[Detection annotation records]
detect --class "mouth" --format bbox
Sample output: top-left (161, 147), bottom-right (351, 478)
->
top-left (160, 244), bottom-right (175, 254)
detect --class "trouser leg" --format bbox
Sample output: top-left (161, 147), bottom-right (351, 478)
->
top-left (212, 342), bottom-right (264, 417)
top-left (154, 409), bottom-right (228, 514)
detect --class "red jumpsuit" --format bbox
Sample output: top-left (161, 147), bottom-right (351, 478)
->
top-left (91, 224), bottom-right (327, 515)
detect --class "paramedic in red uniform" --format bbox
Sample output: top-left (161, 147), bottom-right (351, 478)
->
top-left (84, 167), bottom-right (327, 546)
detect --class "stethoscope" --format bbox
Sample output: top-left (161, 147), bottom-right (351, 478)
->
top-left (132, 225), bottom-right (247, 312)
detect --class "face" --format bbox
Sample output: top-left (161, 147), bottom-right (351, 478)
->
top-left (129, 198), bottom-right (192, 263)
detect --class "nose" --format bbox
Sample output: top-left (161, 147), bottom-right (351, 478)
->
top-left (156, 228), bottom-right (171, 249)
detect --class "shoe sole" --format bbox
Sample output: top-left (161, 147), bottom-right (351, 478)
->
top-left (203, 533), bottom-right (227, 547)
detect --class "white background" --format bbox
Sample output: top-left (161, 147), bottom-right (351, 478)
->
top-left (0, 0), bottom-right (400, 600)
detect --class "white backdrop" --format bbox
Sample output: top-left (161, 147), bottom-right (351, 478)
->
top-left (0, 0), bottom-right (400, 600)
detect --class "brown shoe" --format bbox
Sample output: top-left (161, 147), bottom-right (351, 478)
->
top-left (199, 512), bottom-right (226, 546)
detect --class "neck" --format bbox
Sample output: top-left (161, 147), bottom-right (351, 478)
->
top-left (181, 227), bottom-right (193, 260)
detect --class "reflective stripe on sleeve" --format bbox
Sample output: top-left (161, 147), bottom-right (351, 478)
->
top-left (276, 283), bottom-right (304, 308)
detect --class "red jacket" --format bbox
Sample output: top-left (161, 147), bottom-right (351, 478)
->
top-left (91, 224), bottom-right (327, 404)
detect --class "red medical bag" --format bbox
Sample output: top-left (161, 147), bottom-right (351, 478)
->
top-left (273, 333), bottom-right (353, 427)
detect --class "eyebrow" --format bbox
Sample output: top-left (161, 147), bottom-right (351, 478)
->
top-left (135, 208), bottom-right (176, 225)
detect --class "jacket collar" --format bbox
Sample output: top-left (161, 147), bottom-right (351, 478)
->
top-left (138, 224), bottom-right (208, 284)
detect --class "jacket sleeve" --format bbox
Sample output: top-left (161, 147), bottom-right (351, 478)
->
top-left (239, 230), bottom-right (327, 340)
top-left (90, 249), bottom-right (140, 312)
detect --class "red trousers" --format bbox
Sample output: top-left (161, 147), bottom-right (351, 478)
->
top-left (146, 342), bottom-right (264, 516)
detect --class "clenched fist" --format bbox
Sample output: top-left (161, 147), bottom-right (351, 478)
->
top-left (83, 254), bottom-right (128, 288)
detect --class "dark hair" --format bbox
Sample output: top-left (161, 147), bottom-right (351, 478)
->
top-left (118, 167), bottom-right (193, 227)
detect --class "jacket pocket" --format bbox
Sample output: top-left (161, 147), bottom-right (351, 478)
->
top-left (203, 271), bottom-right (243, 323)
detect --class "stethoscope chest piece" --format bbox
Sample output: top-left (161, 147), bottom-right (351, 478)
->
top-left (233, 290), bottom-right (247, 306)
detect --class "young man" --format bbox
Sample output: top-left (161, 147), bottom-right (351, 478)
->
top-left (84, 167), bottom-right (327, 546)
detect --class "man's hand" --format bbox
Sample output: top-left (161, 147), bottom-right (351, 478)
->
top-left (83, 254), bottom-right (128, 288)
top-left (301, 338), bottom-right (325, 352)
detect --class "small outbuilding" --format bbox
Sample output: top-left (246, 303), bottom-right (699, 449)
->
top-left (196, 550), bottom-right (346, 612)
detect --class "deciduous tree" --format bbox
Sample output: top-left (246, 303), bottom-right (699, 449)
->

* [SHORT PROBLEM] Recast the items, from the start up to and including the line with "top-left (91, 224), bottom-right (327, 515)", as a two-column CSV with the columns input and output and one row per item. Put each value in a single quoted field, with line breaks changed to spaces.

* [SOLUTION FOR THIS EXERCISE]
input,output
"detect --class ""mouth"" --format bbox Sample output: top-left (161, 147), bottom-right (351, 478) ->","top-left (160, 244), bottom-right (175, 254)"
"detect --class ""trouser leg"" --format bbox Sample output: top-left (161, 147), bottom-right (351, 478) ->","top-left (212, 342), bottom-right (264, 417) top-left (154, 409), bottom-right (228, 514)"
"detect --class ""red jumpsuit"" --format bbox Sample output: top-left (161, 147), bottom-right (351, 478) ->","top-left (91, 224), bottom-right (327, 515)"